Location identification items
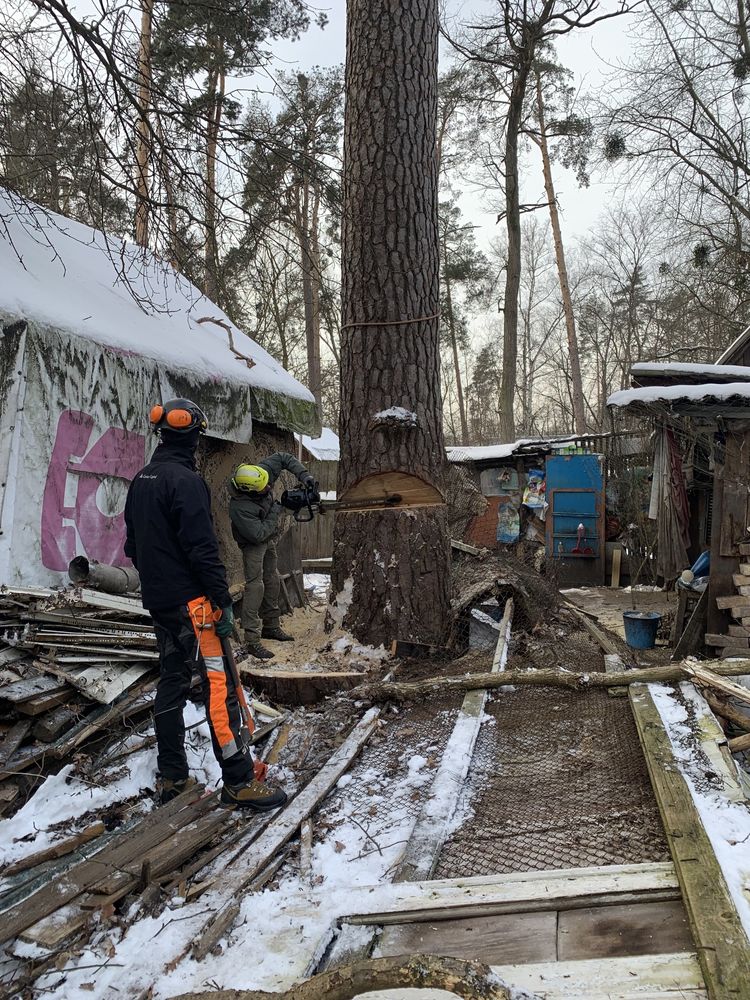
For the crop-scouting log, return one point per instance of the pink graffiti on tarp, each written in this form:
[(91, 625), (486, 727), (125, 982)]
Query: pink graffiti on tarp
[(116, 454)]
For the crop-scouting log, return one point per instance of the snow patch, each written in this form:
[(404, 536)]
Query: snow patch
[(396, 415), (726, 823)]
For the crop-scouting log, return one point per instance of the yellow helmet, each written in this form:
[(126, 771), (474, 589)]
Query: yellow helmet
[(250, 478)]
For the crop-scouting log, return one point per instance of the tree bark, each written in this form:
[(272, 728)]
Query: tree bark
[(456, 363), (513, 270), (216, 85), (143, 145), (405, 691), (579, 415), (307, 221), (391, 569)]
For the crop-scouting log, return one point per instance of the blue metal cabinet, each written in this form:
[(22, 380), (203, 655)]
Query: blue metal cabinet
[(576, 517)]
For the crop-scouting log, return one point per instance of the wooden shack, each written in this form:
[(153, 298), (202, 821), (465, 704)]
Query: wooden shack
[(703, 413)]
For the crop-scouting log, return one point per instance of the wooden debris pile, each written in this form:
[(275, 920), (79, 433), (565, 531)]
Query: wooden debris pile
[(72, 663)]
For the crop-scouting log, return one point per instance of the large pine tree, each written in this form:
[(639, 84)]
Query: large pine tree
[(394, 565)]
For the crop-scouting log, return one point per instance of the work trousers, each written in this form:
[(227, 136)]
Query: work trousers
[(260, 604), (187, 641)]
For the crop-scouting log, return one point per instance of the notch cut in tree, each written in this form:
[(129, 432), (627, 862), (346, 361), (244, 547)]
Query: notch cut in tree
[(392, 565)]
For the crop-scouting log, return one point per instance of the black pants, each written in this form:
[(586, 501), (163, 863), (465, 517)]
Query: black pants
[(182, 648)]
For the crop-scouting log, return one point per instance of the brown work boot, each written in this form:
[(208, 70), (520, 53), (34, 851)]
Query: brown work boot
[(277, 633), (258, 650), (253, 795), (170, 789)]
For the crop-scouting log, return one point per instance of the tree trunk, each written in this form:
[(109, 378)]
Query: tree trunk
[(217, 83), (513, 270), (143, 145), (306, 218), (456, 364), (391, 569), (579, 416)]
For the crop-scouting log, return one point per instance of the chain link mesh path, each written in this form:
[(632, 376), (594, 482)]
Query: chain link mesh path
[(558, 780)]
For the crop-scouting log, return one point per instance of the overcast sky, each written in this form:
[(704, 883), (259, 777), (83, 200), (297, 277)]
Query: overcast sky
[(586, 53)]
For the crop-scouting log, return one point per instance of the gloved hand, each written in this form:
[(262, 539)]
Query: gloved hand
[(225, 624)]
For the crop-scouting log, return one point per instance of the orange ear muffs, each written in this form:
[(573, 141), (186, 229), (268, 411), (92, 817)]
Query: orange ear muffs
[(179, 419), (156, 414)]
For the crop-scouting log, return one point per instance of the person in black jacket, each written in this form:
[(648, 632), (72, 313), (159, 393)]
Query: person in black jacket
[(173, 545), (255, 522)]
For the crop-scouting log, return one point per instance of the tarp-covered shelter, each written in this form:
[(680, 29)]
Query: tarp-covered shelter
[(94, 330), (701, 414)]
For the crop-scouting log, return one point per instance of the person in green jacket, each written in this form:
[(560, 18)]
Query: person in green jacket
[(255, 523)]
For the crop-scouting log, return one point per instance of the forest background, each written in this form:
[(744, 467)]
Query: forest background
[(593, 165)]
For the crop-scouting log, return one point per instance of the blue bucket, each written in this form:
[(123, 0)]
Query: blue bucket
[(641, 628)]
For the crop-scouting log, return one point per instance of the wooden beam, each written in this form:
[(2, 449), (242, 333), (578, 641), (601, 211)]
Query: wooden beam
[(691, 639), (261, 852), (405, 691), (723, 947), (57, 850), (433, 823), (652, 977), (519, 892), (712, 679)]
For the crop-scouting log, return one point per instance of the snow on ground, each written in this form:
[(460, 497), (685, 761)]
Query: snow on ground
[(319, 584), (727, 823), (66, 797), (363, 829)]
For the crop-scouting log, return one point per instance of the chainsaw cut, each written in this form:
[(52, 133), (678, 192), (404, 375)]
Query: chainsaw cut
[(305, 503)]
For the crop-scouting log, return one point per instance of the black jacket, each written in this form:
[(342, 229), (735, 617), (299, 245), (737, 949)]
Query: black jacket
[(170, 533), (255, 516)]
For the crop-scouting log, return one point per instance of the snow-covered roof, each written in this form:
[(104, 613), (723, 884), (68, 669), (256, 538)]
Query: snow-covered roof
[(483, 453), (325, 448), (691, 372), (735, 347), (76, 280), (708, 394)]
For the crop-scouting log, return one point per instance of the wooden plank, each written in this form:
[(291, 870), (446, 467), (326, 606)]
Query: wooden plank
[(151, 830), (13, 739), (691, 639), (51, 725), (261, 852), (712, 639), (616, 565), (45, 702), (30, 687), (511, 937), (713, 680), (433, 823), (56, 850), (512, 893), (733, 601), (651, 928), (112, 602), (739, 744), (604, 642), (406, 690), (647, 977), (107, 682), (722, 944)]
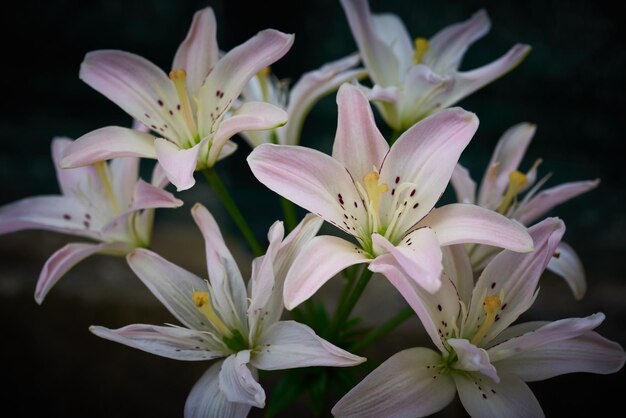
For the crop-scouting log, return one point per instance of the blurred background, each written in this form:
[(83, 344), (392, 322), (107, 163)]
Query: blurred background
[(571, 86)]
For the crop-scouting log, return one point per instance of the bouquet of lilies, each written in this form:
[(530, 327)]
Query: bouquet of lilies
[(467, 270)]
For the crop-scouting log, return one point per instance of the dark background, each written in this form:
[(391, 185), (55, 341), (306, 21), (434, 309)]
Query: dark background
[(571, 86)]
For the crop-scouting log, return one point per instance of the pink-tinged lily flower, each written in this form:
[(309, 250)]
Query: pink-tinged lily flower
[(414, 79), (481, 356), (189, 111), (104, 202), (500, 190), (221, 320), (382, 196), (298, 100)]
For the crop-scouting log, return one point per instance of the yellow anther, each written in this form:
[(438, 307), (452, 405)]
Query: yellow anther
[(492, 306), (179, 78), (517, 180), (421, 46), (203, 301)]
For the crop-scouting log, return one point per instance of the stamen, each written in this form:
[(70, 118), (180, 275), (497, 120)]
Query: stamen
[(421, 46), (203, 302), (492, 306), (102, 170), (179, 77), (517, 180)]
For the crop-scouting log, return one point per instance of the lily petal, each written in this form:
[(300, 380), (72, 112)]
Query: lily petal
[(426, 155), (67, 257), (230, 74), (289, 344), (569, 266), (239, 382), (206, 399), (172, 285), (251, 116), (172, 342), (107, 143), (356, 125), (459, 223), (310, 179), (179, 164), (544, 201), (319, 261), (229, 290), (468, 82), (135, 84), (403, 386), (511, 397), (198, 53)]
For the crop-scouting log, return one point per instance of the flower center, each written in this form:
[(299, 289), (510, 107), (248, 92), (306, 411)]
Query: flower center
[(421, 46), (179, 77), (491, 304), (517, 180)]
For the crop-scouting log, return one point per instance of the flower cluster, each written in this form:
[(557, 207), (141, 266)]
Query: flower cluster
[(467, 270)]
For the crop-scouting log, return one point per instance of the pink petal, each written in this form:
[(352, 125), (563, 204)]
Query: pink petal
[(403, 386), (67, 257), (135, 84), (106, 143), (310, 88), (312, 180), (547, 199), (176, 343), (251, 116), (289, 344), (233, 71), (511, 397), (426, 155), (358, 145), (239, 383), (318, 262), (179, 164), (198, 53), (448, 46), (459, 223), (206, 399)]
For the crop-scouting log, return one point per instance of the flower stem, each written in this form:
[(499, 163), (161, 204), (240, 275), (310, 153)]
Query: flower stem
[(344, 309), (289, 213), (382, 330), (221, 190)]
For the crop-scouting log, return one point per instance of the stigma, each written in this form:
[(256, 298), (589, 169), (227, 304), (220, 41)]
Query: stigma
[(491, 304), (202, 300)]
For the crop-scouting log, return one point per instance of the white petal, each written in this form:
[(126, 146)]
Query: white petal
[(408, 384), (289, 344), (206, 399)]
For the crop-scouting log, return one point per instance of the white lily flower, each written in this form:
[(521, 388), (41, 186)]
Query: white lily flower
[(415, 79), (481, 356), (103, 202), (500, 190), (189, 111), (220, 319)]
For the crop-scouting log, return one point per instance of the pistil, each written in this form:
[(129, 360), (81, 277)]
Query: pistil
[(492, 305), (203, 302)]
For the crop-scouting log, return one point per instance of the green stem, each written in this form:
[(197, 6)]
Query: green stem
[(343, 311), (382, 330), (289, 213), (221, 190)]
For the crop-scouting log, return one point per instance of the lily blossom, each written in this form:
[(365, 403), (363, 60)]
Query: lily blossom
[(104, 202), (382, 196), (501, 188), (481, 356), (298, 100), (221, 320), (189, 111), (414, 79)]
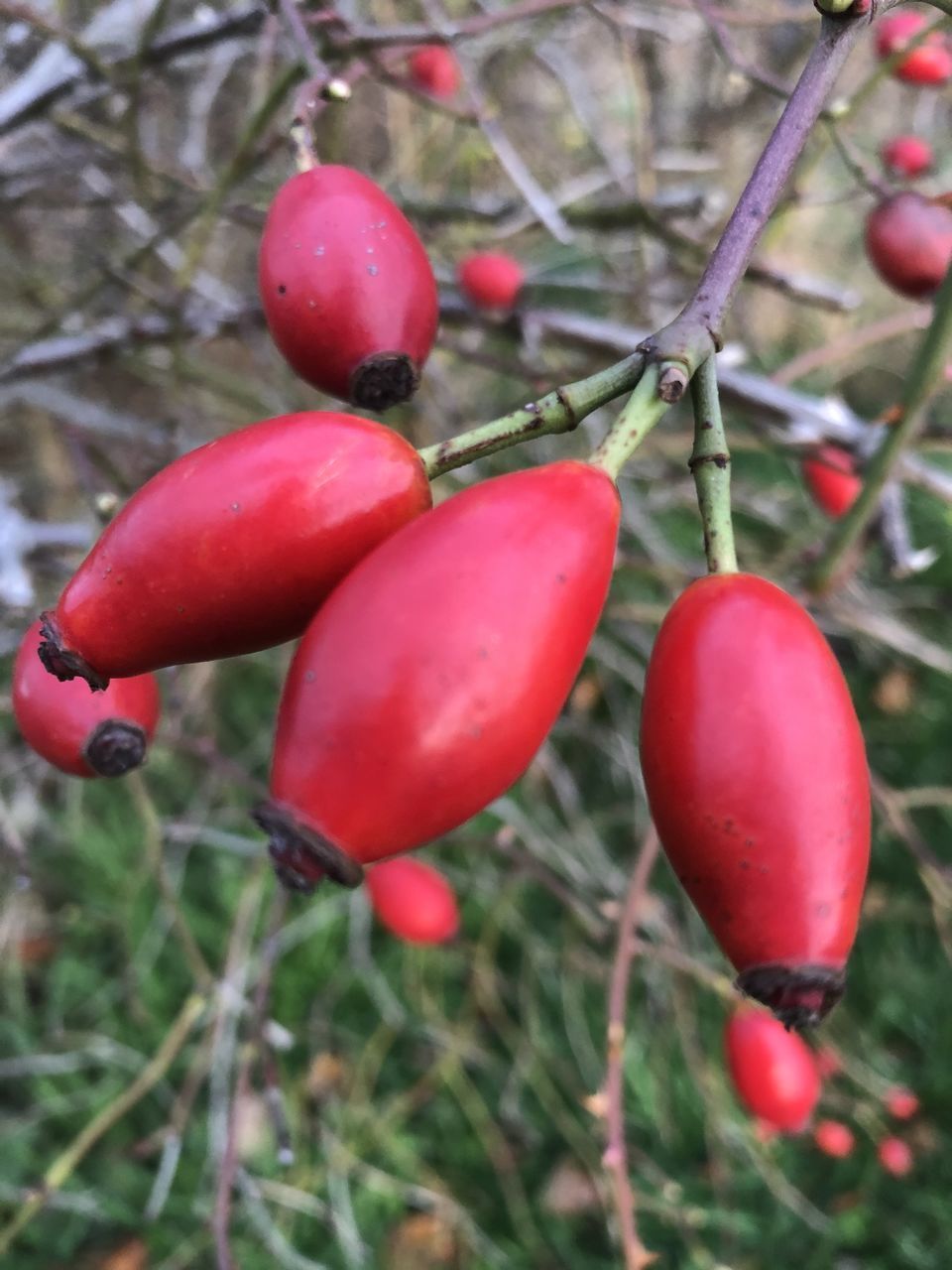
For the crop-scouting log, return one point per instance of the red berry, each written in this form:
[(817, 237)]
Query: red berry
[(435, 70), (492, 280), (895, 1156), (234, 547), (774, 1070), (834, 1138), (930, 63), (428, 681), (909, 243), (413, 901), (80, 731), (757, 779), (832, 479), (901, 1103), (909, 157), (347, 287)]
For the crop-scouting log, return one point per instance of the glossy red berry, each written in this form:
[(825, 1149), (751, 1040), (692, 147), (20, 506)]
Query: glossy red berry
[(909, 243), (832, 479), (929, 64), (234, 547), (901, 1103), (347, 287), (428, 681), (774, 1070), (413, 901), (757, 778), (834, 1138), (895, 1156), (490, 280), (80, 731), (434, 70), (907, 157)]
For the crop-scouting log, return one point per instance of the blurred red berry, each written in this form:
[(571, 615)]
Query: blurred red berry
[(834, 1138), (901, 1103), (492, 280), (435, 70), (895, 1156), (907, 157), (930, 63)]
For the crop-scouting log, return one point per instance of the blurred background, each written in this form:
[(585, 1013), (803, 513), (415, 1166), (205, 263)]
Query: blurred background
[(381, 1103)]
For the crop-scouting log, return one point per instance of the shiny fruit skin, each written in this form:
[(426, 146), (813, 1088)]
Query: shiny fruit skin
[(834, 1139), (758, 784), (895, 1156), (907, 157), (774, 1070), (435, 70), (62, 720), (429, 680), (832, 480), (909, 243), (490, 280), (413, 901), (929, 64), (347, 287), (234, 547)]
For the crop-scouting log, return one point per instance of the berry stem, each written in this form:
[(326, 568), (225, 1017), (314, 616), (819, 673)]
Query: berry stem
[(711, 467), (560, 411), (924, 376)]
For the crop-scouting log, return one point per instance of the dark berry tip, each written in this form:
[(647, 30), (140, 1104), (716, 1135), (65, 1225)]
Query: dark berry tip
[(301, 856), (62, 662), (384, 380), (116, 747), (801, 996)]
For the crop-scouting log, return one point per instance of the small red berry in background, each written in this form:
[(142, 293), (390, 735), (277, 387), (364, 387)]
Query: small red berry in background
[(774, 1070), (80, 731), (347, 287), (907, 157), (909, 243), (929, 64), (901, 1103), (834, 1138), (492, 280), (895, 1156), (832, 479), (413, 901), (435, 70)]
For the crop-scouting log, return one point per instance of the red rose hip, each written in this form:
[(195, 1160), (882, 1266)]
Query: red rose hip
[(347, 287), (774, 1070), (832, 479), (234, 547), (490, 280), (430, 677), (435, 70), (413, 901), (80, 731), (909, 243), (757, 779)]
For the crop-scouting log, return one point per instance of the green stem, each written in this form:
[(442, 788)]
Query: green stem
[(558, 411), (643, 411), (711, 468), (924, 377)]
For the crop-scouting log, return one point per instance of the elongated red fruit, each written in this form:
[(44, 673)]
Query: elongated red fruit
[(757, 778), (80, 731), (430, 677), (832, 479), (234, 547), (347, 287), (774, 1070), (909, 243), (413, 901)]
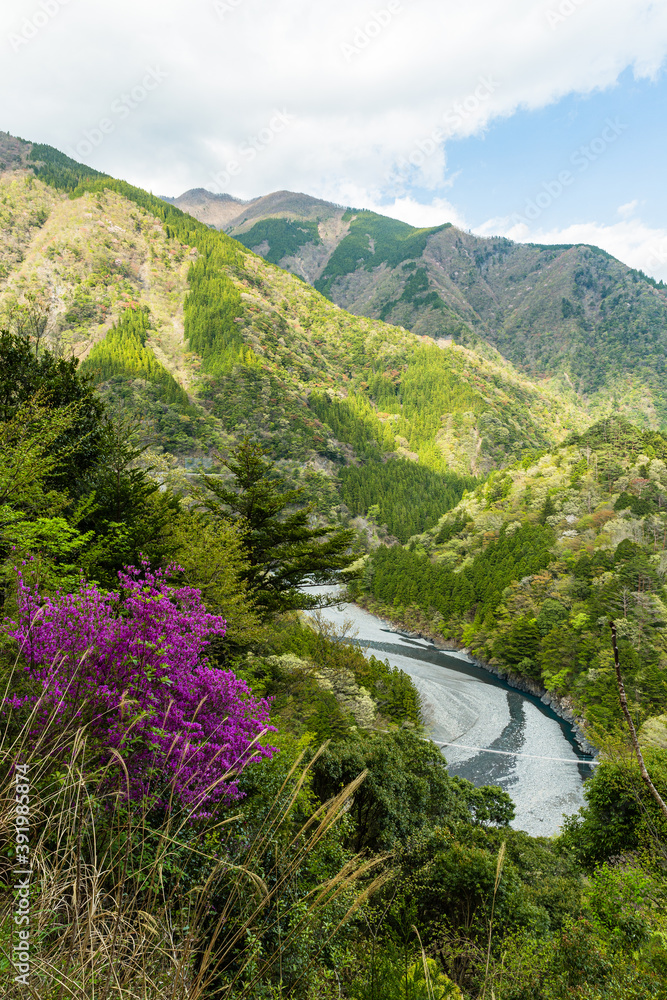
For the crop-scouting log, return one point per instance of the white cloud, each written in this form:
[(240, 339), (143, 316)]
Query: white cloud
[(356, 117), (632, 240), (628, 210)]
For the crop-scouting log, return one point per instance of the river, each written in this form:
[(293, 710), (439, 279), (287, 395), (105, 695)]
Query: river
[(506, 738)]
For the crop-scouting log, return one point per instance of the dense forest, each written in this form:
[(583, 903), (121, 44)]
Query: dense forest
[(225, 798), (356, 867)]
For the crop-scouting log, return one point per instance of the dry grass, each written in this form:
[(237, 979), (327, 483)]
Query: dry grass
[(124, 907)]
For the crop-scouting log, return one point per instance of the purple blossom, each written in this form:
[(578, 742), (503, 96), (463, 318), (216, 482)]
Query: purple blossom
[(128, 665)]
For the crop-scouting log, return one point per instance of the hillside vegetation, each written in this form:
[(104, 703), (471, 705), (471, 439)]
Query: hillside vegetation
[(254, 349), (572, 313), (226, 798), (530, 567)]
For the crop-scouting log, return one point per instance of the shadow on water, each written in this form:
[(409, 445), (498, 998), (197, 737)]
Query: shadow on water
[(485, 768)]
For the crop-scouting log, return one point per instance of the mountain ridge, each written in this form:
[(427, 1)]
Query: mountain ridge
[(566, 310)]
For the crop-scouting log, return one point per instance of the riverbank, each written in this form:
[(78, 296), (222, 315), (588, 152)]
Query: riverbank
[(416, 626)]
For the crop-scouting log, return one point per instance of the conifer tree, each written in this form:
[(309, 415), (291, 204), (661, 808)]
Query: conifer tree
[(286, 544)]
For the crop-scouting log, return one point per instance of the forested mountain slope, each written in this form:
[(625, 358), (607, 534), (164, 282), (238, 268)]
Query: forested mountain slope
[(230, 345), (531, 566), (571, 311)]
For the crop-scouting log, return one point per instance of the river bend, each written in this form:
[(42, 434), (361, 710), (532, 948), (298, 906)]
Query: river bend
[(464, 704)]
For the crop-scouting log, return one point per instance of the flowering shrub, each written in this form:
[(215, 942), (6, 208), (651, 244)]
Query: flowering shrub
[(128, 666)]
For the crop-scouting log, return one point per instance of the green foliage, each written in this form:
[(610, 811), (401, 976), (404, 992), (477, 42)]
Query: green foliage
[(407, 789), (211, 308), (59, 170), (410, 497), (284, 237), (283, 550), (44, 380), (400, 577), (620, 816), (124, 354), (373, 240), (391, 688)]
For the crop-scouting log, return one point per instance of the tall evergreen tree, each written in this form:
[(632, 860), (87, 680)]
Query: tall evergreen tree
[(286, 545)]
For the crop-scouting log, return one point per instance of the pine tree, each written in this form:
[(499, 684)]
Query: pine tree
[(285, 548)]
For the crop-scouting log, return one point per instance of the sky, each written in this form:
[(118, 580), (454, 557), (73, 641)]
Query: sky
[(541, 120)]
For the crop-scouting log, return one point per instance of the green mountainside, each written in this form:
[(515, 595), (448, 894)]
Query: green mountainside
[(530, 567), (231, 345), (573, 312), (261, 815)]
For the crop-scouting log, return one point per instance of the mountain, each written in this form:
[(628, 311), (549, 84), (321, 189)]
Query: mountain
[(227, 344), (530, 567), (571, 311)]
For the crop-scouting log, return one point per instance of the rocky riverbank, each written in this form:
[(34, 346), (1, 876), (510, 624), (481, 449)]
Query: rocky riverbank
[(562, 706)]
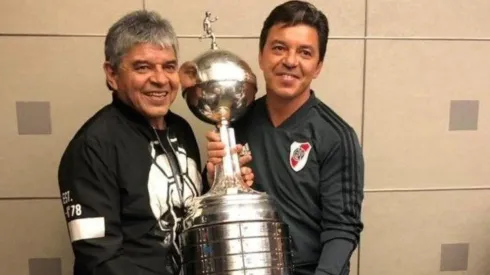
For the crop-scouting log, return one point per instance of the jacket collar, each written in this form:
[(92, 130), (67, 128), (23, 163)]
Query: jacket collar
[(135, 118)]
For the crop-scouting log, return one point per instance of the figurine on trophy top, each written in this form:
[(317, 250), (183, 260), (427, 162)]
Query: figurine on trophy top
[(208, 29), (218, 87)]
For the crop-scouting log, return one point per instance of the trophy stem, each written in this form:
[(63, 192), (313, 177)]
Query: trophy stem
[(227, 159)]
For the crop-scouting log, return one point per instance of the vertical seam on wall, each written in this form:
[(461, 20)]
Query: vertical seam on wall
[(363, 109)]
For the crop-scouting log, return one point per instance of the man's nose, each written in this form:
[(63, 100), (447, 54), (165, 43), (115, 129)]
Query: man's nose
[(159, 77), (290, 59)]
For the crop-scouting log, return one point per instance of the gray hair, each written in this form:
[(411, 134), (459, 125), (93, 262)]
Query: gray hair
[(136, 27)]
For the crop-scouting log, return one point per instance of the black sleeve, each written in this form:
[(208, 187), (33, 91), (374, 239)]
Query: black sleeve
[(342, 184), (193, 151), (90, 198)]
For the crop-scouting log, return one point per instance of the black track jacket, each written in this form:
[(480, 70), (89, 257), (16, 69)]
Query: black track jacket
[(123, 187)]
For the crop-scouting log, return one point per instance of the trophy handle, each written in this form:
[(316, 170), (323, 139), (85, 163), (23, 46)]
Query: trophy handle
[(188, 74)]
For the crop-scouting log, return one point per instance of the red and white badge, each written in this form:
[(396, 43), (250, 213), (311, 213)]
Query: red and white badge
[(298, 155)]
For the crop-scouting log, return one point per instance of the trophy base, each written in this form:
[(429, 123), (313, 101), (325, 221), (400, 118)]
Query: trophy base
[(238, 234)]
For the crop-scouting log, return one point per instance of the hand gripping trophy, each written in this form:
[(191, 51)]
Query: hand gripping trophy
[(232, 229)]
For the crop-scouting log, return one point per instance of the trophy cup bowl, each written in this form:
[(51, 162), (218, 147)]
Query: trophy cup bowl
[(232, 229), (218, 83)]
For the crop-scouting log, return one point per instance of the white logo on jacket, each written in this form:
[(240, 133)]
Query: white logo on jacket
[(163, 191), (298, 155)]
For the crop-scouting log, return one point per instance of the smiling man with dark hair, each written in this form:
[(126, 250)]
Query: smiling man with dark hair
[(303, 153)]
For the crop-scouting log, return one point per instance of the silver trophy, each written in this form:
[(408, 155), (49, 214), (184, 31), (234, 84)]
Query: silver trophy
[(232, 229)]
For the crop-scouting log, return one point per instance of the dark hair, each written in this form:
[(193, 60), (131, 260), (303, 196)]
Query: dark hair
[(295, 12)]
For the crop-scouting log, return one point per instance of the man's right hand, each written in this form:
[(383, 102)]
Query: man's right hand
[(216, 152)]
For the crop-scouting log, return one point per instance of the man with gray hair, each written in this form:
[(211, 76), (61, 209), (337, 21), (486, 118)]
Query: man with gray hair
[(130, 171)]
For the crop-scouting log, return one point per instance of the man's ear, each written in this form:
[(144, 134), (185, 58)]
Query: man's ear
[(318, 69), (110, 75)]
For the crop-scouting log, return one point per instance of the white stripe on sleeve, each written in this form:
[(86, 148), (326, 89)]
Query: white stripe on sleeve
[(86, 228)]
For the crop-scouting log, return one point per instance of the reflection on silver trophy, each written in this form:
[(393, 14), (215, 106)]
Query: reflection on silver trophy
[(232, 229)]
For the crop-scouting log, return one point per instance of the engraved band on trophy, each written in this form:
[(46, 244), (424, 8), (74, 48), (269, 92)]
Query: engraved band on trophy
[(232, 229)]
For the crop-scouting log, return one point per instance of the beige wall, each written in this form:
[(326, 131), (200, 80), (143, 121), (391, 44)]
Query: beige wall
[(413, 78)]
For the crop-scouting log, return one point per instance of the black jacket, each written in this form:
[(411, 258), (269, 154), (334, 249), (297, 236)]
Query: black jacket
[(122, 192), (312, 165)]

◆ **Set task**: Exactly and exclusively, repeat the lines from the line that contains "of the engraved" through the end of the records, both ends included.

◆ **Expected answer**:
For the crop-scouting log, return one point per instance of the engraved band on trophy, each written in this form:
[(46, 244), (424, 8), (74, 48), (269, 92)]
Query: engraved band on trophy
[(232, 229)]
For the crop-scouting log, return one point per instance of the beige wall, each written in this form:
[(326, 131), (200, 80), (143, 121), (391, 44)]
Query: beige wall
[(413, 78)]
For the crop-scouting log, return one point per instance of the black jacket, each written in this form:
[(411, 258), (269, 154), (334, 249), (297, 236)]
Query: black jacket
[(122, 192), (312, 165)]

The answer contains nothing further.